Problem requirements ::
Copy each entry below verbatim. Skip the pictures.

[Stored records]
* * * *
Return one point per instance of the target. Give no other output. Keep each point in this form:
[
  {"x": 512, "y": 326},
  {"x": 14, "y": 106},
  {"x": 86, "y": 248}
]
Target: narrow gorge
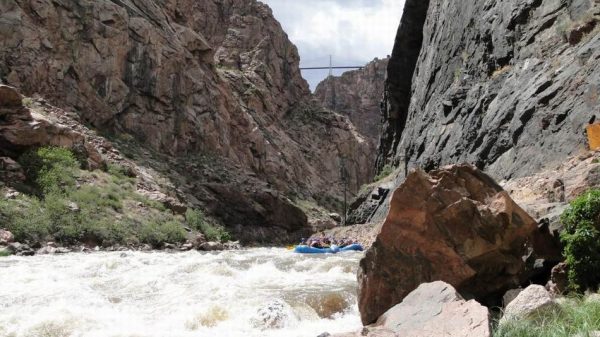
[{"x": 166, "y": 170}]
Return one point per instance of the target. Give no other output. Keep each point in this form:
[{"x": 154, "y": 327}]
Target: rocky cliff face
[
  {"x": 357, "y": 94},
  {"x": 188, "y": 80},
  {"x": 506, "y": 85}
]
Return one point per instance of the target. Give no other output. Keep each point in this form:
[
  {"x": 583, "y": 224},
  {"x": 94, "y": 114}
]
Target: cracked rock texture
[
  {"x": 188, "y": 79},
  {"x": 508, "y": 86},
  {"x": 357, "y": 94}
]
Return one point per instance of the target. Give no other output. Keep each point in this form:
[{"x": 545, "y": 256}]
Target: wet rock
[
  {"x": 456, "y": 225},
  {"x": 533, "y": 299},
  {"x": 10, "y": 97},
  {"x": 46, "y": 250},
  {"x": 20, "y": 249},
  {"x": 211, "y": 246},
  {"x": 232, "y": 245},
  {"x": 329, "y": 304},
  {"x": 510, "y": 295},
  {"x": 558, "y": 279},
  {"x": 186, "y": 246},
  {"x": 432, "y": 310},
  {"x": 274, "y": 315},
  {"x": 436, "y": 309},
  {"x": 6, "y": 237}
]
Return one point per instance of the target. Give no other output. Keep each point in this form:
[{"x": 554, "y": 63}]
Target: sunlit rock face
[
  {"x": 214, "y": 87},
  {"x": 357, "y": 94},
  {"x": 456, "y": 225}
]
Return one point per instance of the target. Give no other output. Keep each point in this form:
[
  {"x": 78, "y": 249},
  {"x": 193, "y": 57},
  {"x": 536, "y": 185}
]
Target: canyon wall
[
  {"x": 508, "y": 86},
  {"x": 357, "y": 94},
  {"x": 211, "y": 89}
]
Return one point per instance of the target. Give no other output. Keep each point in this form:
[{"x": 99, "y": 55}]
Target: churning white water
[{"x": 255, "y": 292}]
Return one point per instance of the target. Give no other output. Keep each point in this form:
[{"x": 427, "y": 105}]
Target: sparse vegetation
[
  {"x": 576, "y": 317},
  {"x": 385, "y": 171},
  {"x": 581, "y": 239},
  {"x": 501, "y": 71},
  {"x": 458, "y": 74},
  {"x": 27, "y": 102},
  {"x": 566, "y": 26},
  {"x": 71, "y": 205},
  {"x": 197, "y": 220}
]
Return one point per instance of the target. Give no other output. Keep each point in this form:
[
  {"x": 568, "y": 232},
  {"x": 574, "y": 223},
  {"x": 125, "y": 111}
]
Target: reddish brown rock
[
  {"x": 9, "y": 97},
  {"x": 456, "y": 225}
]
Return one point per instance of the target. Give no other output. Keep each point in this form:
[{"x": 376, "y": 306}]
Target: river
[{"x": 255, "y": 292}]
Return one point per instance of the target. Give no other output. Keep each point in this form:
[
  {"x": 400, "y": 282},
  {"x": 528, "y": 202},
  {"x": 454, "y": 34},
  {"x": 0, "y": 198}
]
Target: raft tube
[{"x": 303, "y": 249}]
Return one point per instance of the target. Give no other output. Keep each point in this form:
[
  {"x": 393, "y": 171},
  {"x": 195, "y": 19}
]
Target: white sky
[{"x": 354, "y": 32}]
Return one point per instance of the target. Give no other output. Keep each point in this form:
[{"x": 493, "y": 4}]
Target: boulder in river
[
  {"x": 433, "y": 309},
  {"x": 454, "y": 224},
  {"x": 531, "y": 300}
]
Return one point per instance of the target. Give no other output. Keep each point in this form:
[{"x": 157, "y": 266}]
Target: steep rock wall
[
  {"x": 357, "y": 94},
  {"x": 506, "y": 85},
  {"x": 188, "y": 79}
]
* * * *
Written response ::
Return one point per instance of the target. Give no other output. Keep each point in this form:
[
  {"x": 512, "y": 326},
  {"x": 14, "y": 106},
  {"x": 86, "y": 248}
]
Target: narrow gorge
[{"x": 166, "y": 170}]
Return one point per instance of the target. Give no other output. Keep each point in this form:
[{"x": 154, "y": 327}]
Target: rocky cliff face
[
  {"x": 357, "y": 94},
  {"x": 188, "y": 80},
  {"x": 506, "y": 85}
]
Return one point per instance of the target. Give no other output. Keep each point in this form:
[
  {"x": 583, "y": 224},
  {"x": 94, "y": 114}
]
Target: cracked rock texture
[
  {"x": 188, "y": 79},
  {"x": 508, "y": 86},
  {"x": 357, "y": 94}
]
Return one point per instance of the target. Give no other output. Keep each point in this form:
[{"x": 545, "y": 256}]
Target: wet rock
[
  {"x": 456, "y": 225},
  {"x": 533, "y": 299},
  {"x": 10, "y": 97},
  {"x": 46, "y": 250},
  {"x": 20, "y": 249},
  {"x": 211, "y": 246},
  {"x": 232, "y": 245},
  {"x": 329, "y": 304},
  {"x": 510, "y": 295},
  {"x": 558, "y": 279},
  {"x": 186, "y": 246},
  {"x": 432, "y": 310},
  {"x": 274, "y": 315},
  {"x": 436, "y": 309},
  {"x": 6, "y": 237}
]
Return one point per instance of the target. Give no other output. Keep each point in this form:
[{"x": 554, "y": 63}]
Target: sunlit rock face
[
  {"x": 214, "y": 87},
  {"x": 357, "y": 94},
  {"x": 456, "y": 225}
]
Return one point per instance of the target. Give no other output. Keep each point in this form:
[
  {"x": 78, "y": 249},
  {"x": 193, "y": 57},
  {"x": 536, "y": 185}
]
Target: canyon wall
[
  {"x": 508, "y": 86},
  {"x": 357, "y": 94},
  {"x": 211, "y": 89}
]
Return one point per instance of the target. Give no other output. Keep each point in this form:
[{"x": 99, "y": 55}]
Target: churning white water
[{"x": 255, "y": 292}]
Return one point per instance of the target. Give no other output. Keep each point in this form:
[{"x": 427, "y": 105}]
Target: sparse vegetation
[
  {"x": 576, "y": 317},
  {"x": 385, "y": 171},
  {"x": 581, "y": 239},
  {"x": 501, "y": 71},
  {"x": 458, "y": 74},
  {"x": 27, "y": 102},
  {"x": 566, "y": 26},
  {"x": 71, "y": 205},
  {"x": 197, "y": 220}
]
Return one point per instance of the target. Give no other output. Keep each point in this form:
[
  {"x": 568, "y": 232},
  {"x": 574, "y": 223},
  {"x": 125, "y": 111}
]
Target: reddish brown rock
[
  {"x": 9, "y": 97},
  {"x": 456, "y": 225}
]
Return one point per instance of the target. Give no other output. Keep each point in this form:
[{"x": 376, "y": 306}]
Target: river
[{"x": 255, "y": 292}]
Return one point per instance of the target. Give no other output. Keep each point in this form:
[
  {"x": 400, "y": 282},
  {"x": 528, "y": 202},
  {"x": 454, "y": 34},
  {"x": 0, "y": 198}
]
Target: raft tube
[{"x": 303, "y": 249}]
Return one point per instance of the target. Give no other output. Keep each point in this form:
[
  {"x": 393, "y": 171},
  {"x": 195, "y": 19}
]
Target: white sky
[{"x": 354, "y": 32}]
Return one point per instance of the target. Give no other output. Keep each point in this form:
[{"x": 493, "y": 4}]
Target: boulder in river
[
  {"x": 433, "y": 309},
  {"x": 454, "y": 224},
  {"x": 531, "y": 300}
]
Return one point per instance of the target. Give no other output. Keep each point in this form:
[{"x": 157, "y": 266}]
Target: steep rock wall
[
  {"x": 357, "y": 94},
  {"x": 506, "y": 85},
  {"x": 188, "y": 79}
]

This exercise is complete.